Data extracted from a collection
+ + + + + + +
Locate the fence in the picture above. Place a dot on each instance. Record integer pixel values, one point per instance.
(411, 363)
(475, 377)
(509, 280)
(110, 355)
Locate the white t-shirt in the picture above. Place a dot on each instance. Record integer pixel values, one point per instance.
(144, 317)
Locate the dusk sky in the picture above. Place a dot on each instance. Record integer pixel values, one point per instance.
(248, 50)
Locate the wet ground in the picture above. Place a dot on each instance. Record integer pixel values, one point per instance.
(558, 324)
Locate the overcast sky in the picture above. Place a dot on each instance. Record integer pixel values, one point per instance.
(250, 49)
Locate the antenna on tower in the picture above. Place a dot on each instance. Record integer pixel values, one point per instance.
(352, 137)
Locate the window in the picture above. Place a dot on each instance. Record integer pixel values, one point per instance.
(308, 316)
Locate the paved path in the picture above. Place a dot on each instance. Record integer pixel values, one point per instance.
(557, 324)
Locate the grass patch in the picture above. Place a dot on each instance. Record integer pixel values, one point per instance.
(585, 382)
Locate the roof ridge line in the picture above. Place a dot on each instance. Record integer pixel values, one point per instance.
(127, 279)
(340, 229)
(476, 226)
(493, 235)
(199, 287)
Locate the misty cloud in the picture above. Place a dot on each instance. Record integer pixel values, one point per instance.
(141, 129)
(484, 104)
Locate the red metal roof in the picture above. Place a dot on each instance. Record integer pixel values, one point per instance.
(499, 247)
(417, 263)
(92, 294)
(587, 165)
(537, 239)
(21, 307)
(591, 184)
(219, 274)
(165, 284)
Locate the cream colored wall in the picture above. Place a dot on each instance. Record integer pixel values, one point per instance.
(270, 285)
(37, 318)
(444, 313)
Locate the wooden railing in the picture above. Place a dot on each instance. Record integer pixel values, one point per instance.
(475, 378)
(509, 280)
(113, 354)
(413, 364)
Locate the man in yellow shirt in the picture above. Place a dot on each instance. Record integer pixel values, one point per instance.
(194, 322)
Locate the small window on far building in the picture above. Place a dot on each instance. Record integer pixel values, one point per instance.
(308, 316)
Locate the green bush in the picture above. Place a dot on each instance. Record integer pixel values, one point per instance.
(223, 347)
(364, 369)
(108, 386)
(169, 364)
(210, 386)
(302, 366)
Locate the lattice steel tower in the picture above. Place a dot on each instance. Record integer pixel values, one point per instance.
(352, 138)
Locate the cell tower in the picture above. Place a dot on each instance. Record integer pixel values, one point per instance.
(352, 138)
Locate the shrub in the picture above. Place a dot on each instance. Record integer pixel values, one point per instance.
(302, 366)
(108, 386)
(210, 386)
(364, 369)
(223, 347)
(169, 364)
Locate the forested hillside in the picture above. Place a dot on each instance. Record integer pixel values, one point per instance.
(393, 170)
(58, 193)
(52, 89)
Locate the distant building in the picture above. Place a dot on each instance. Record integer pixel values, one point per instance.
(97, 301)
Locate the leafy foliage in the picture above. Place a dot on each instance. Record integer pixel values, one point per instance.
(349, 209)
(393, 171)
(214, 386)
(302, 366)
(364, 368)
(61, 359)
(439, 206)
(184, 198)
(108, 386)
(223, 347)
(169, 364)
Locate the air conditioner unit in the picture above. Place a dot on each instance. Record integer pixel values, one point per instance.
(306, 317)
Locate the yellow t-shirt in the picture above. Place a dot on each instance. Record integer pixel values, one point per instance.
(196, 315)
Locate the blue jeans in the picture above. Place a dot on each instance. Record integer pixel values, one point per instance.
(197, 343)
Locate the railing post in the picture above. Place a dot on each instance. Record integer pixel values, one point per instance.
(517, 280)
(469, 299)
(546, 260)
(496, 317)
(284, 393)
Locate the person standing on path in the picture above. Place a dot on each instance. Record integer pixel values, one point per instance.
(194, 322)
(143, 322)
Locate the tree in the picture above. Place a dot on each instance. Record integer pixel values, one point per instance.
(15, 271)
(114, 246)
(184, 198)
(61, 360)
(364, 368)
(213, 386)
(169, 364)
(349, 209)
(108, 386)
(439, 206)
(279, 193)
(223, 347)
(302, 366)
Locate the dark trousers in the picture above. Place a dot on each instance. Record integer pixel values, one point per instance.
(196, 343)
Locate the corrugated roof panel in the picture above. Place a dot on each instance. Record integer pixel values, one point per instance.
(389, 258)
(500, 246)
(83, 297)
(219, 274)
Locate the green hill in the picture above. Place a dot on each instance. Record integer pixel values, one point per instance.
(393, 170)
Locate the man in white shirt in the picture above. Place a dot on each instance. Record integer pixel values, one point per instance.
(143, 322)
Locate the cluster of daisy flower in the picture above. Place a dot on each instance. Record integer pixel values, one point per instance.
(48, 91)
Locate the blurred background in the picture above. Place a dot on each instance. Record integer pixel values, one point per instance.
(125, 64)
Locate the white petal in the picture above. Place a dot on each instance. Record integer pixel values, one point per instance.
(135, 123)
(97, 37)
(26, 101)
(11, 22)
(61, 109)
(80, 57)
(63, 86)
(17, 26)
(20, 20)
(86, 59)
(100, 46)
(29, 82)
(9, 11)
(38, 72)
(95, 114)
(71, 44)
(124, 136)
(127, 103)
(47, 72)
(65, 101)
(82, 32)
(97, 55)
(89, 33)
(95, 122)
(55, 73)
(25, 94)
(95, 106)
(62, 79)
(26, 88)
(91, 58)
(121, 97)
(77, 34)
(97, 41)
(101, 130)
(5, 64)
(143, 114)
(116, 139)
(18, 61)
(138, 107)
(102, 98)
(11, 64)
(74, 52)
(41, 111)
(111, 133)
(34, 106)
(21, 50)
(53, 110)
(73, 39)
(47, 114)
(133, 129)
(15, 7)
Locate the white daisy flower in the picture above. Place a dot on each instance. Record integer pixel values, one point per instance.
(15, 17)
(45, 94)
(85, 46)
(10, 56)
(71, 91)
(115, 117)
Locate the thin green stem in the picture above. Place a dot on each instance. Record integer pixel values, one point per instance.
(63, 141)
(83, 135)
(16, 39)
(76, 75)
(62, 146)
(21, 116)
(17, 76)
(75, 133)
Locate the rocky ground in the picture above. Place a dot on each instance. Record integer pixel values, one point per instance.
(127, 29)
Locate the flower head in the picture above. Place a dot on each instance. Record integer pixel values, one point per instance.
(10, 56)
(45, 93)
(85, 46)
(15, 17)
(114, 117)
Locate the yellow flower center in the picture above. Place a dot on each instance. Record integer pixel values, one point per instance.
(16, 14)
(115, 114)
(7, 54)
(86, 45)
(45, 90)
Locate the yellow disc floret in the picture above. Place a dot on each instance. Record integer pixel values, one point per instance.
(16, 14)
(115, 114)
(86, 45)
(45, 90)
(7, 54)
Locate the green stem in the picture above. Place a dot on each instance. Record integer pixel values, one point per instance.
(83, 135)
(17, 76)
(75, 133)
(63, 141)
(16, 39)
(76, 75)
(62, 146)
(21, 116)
+ + + + + + +
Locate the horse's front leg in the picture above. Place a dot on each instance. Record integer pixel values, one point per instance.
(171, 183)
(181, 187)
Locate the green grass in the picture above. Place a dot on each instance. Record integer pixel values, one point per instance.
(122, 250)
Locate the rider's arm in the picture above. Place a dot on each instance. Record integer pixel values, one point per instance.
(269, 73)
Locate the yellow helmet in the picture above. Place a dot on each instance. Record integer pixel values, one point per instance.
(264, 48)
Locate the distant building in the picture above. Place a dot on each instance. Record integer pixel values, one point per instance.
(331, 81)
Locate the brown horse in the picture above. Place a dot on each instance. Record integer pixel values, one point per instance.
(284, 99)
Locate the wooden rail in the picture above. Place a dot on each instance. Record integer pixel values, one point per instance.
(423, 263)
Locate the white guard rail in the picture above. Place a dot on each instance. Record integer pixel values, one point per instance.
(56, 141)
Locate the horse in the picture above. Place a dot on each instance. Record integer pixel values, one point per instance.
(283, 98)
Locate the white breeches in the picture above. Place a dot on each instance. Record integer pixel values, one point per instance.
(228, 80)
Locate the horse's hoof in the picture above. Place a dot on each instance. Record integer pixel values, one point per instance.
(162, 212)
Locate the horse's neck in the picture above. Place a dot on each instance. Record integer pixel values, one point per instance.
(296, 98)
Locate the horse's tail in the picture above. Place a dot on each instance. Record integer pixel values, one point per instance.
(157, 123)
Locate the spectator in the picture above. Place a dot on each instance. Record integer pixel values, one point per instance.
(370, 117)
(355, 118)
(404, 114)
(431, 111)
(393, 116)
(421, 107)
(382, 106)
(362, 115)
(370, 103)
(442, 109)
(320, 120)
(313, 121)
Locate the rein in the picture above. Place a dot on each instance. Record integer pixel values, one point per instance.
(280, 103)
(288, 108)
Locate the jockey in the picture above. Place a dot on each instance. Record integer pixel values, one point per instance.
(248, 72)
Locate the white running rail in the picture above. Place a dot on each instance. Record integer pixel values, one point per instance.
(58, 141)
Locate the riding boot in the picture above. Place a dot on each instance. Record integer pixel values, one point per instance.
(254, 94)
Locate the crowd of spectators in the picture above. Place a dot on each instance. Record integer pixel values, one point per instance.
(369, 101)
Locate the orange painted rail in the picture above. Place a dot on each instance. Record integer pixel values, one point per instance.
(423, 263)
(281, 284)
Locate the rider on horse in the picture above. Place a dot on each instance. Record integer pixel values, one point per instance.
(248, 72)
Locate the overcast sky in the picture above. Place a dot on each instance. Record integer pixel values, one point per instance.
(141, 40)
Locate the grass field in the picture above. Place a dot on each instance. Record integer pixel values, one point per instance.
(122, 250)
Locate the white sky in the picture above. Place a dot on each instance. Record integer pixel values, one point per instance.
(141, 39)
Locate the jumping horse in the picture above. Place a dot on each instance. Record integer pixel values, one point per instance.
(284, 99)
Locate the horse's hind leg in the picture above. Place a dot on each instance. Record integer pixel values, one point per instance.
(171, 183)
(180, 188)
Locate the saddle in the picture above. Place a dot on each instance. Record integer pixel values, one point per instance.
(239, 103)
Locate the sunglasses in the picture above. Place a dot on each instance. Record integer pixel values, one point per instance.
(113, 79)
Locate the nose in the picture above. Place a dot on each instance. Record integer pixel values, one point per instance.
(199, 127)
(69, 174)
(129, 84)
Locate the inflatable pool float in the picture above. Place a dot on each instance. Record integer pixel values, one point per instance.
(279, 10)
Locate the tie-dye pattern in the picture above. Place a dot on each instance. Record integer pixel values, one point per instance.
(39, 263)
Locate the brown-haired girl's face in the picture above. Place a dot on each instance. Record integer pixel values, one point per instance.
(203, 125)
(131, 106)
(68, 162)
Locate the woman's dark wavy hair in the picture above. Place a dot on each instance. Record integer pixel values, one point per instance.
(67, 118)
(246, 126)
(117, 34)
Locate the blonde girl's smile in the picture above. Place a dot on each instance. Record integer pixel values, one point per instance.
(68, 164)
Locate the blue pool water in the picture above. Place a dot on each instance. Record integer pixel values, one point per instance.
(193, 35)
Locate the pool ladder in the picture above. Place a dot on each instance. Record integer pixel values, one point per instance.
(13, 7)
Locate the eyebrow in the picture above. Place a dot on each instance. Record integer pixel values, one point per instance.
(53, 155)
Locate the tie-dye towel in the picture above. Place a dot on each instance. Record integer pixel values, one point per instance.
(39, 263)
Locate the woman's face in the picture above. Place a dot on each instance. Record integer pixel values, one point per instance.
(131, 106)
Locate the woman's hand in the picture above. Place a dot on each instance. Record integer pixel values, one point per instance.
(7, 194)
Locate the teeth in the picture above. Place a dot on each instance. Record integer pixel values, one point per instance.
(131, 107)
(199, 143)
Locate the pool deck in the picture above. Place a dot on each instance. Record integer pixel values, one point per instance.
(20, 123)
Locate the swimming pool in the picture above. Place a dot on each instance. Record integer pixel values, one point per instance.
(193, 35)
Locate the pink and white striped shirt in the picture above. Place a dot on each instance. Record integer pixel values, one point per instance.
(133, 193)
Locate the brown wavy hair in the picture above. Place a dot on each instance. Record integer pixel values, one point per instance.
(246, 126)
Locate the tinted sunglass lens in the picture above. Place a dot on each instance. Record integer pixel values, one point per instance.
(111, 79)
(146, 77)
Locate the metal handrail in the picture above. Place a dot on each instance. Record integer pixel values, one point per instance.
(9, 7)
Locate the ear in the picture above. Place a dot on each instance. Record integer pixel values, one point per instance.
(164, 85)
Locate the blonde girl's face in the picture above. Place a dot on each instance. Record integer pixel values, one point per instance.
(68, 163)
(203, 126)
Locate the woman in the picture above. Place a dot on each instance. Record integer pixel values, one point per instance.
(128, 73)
+ + + + + + +
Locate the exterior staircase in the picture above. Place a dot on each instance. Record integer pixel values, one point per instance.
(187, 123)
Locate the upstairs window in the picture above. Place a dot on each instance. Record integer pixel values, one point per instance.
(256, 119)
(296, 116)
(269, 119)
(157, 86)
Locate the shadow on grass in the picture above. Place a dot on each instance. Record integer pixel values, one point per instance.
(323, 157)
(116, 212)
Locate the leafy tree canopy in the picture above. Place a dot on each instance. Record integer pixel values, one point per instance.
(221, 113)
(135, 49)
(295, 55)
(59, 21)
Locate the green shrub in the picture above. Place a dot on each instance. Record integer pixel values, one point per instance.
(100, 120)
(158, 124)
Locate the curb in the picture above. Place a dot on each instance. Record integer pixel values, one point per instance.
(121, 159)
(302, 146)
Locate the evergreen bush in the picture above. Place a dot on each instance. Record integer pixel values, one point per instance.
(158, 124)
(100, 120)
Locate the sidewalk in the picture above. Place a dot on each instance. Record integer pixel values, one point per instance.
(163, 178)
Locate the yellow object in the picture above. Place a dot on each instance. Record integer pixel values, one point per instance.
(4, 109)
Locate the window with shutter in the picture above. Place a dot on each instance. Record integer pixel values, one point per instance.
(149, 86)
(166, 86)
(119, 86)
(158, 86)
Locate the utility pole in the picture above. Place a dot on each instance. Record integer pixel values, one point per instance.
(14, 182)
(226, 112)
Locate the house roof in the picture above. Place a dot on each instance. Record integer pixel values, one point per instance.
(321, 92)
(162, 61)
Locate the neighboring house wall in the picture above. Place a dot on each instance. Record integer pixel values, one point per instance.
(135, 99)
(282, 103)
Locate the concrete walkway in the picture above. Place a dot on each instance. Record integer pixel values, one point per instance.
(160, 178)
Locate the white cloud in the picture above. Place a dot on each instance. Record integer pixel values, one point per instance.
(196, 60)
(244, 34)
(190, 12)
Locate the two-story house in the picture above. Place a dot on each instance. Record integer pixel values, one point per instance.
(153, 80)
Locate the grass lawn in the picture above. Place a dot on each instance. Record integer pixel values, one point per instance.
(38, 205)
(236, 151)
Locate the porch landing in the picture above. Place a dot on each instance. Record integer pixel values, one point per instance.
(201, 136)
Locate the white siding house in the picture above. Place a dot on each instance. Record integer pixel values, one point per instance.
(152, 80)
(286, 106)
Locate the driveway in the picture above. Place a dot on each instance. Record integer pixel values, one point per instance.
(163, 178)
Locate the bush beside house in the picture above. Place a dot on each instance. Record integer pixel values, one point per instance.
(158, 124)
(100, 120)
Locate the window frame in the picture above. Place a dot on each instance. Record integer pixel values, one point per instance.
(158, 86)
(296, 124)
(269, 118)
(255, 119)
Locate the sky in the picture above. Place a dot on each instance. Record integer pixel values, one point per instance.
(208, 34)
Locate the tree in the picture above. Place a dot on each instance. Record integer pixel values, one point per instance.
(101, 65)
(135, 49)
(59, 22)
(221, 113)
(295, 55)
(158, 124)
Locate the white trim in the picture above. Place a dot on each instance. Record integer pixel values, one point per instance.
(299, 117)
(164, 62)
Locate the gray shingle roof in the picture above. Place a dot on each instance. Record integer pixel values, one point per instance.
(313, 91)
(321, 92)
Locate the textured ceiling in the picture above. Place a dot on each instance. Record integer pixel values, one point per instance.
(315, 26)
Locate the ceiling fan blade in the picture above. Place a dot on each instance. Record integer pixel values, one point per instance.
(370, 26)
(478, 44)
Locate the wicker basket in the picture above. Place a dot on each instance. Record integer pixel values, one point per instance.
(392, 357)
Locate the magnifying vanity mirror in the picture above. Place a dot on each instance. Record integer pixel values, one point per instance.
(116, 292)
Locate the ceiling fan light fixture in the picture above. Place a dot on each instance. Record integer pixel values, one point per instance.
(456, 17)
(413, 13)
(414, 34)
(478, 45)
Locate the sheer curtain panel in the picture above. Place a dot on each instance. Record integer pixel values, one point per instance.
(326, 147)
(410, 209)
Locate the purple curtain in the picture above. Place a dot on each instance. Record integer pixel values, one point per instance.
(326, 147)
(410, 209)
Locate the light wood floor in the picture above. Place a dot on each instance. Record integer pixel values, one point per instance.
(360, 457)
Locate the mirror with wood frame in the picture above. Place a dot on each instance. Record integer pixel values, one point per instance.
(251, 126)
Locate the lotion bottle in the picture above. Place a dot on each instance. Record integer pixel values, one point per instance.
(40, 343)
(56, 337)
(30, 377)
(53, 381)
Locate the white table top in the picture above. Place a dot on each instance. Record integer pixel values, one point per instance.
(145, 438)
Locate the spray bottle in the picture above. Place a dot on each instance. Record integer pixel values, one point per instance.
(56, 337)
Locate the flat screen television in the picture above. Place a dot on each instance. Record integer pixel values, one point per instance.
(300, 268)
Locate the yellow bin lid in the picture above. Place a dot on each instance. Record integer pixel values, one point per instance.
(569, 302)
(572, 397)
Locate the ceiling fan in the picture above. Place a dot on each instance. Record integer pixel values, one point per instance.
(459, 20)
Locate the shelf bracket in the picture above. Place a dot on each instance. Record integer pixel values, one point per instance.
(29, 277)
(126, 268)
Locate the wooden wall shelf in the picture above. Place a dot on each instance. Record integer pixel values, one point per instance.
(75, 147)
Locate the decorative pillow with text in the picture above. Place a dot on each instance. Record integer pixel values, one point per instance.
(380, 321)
+ + + + + + +
-- YOUR TASK --
Return each line of the listing above that contains the string "metal". The match is case-sensitive.

-- ANSWER BELOW --
Locate the red metal roof in the picture above. Place a dot on each instance. Record integer pixel values, one point per instance.
Locate the metal handrail in the picture above. Place a dot on each instance. Record integer pixel values, one point per instance.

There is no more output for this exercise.